Assignment:
Return, unchanged and with no pictures, the lines below from the very first through the one that contains "point: energy guide".

Source data:
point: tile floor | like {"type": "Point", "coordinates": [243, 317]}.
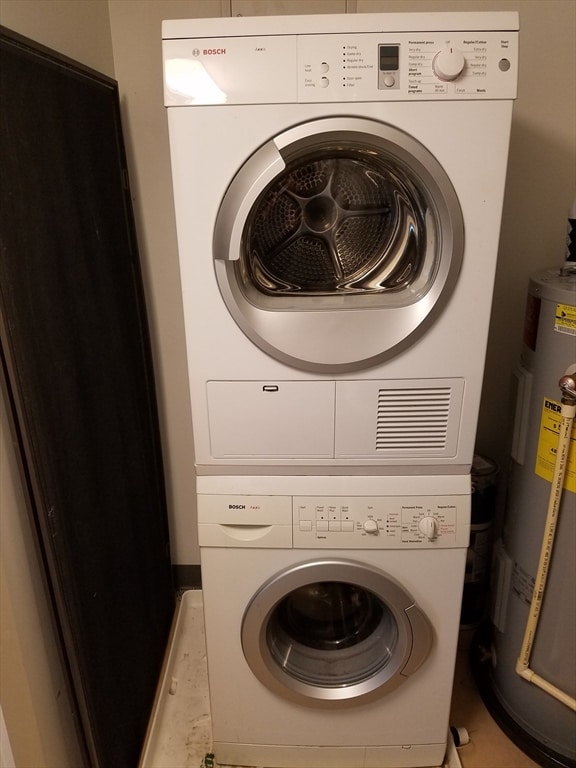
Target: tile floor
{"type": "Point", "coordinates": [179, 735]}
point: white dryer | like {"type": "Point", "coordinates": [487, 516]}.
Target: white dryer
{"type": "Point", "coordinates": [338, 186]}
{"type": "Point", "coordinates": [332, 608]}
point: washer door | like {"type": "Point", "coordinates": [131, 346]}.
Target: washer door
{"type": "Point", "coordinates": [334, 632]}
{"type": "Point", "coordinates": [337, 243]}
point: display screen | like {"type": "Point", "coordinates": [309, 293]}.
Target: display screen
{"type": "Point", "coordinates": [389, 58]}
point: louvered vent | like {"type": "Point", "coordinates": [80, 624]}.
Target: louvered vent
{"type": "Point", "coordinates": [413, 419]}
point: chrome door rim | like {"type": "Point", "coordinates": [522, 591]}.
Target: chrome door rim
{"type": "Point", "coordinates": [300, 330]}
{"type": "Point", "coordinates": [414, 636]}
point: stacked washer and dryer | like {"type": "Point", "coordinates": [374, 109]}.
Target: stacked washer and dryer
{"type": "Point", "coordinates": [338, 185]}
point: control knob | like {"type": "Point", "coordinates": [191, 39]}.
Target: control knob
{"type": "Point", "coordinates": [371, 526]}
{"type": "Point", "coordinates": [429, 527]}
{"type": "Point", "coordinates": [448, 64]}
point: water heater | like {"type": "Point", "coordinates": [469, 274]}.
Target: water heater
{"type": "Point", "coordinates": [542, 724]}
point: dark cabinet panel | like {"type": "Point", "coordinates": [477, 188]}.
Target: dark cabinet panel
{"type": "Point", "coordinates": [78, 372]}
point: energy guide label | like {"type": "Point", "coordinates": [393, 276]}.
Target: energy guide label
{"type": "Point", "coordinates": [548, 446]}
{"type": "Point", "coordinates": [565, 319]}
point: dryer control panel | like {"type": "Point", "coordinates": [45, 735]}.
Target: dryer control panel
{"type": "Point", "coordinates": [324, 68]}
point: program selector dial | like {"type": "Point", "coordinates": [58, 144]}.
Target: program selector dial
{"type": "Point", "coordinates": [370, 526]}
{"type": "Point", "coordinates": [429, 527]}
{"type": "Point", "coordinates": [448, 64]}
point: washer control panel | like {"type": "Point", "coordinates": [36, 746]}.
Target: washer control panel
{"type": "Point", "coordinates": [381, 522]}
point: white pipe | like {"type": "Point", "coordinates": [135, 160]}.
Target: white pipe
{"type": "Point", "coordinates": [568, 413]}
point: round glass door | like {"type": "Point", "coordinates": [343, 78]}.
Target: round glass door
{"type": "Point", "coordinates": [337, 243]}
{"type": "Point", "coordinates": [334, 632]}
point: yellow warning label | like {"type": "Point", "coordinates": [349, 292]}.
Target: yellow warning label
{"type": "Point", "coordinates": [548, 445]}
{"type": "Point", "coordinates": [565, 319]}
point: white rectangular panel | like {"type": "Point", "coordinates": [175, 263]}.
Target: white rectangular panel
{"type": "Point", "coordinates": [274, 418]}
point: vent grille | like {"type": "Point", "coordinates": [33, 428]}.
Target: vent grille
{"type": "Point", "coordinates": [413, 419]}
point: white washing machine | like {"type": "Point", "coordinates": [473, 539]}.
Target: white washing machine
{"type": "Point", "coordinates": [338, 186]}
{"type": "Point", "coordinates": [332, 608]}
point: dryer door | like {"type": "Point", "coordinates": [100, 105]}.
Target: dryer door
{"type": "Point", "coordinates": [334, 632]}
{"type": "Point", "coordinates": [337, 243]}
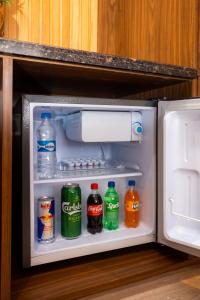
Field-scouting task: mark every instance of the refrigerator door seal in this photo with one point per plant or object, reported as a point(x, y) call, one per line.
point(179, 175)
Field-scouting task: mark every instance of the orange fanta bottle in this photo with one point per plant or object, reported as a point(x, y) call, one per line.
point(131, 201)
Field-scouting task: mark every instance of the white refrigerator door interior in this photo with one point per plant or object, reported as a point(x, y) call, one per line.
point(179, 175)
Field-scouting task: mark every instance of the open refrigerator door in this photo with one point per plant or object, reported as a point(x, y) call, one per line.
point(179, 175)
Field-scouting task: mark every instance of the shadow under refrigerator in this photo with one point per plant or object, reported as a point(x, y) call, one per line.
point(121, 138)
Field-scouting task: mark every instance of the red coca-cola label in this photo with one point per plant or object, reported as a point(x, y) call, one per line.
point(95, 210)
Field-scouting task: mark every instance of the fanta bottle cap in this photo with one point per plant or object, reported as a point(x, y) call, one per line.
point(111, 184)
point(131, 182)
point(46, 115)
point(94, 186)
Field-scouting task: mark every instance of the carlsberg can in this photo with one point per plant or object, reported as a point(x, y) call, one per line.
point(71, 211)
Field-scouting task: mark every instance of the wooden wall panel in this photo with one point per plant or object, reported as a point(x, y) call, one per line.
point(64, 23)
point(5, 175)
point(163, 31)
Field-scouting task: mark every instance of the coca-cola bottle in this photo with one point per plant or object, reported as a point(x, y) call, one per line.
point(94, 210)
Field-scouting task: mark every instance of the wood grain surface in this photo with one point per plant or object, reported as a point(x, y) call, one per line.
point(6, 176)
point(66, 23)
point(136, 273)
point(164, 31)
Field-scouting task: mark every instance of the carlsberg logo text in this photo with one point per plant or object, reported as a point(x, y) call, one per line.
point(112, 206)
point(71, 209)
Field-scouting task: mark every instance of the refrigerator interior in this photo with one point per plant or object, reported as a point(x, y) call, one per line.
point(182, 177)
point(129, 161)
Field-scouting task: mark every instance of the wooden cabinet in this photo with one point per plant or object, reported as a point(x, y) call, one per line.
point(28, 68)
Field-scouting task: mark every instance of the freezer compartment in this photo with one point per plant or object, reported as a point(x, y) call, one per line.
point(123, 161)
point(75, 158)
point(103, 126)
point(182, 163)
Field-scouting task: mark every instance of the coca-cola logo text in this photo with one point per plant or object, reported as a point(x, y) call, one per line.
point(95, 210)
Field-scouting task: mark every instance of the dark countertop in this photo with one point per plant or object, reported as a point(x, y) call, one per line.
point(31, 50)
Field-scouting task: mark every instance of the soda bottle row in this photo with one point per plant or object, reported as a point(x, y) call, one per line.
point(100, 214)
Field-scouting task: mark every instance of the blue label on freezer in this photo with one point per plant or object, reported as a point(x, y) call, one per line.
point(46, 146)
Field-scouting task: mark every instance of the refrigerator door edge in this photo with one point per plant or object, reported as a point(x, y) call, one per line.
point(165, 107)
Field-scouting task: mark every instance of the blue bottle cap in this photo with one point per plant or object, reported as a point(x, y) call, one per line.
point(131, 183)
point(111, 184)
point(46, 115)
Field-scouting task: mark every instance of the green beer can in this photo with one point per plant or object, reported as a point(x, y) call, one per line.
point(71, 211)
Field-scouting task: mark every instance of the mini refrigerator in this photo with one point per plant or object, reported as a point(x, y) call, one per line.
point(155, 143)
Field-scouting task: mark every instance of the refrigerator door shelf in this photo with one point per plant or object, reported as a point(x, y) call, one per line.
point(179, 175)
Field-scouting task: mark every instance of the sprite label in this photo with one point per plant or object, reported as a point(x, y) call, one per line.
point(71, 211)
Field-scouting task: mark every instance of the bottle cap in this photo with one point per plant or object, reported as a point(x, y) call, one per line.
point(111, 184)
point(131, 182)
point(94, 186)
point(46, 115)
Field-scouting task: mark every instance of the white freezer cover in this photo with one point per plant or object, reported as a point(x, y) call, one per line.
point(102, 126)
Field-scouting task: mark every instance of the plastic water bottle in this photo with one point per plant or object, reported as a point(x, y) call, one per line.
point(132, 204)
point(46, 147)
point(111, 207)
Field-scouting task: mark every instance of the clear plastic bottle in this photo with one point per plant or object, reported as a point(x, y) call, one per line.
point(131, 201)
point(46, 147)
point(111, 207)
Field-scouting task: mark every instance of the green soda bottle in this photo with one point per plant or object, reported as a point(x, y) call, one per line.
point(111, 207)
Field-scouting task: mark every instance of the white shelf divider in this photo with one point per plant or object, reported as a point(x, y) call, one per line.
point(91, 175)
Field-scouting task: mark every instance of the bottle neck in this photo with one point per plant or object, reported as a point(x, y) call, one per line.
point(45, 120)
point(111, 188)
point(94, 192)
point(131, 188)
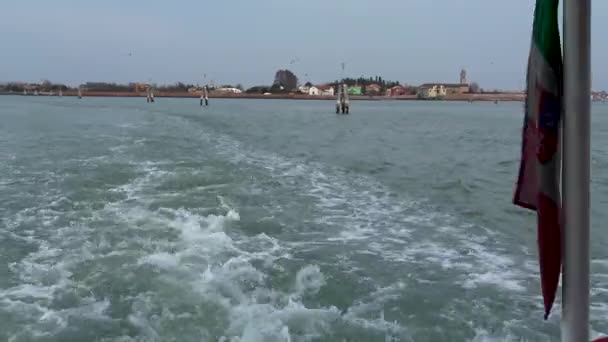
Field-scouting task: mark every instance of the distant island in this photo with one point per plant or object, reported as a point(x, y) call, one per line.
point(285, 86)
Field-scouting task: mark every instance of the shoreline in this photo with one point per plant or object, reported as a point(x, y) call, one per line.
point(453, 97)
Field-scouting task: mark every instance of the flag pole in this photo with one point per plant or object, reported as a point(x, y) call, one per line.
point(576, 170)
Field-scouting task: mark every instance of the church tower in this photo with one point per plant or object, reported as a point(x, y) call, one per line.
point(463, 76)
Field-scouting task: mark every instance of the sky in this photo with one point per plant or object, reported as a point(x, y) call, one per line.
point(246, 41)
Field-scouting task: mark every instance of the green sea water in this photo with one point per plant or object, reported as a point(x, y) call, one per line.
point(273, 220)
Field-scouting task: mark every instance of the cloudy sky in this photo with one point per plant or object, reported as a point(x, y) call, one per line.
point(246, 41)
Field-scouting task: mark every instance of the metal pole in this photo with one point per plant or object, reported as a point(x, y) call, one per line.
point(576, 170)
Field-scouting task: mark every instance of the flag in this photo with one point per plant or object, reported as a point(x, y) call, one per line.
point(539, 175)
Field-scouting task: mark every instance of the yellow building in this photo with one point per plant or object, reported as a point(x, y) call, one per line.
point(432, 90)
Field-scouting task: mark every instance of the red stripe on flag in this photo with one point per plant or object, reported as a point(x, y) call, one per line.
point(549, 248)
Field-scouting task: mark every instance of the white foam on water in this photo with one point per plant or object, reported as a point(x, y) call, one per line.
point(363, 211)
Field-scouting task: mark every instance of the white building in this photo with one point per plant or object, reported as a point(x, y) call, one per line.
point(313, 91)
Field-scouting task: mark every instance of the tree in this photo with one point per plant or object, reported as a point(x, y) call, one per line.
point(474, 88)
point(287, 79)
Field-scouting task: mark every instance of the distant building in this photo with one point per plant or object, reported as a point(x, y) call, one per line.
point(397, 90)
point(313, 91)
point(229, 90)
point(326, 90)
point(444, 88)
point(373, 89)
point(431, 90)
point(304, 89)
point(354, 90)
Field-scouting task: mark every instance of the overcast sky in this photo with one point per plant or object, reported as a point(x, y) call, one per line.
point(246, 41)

Response box:
point: tile floor | like {"type": "Point", "coordinates": [243, 317]}.
Target: tile floor
{"type": "Point", "coordinates": [179, 735]}
point: white dryer | like {"type": "Point", "coordinates": [487, 516]}.
Target: white dryer
{"type": "Point", "coordinates": [338, 186]}
{"type": "Point", "coordinates": [332, 608]}
point: washer door | like {"type": "Point", "coordinates": [131, 346]}.
Target: washer door
{"type": "Point", "coordinates": [334, 632]}
{"type": "Point", "coordinates": [337, 243]}
point: display screen | like {"type": "Point", "coordinates": [309, 293]}.
Target: display screen
{"type": "Point", "coordinates": [389, 58]}
point: louvered vent | like {"type": "Point", "coordinates": [80, 624]}.
Target: louvered vent
{"type": "Point", "coordinates": [413, 419]}
point: chrome door rim | like {"type": "Point", "coordinates": [522, 591]}.
Target: chrome door rim
{"type": "Point", "coordinates": [300, 330]}
{"type": "Point", "coordinates": [414, 636]}
point: stacked washer and dryer | like {"type": "Point", "coordinates": [374, 109]}.
Target: stacked washer and dryer
{"type": "Point", "coordinates": [338, 185]}
point: control knob | like {"type": "Point", "coordinates": [191, 39]}.
Target: control knob
{"type": "Point", "coordinates": [371, 526]}
{"type": "Point", "coordinates": [429, 527]}
{"type": "Point", "coordinates": [448, 64]}
point: water heater | like {"type": "Point", "coordinates": [469, 274]}.
Target: water heater
{"type": "Point", "coordinates": [542, 724]}
point: dark cabinet panel | like {"type": "Point", "coordinates": [477, 188]}.
Target: dark cabinet panel
{"type": "Point", "coordinates": [78, 372]}
point: energy guide label | like {"type": "Point", "coordinates": [393, 276]}.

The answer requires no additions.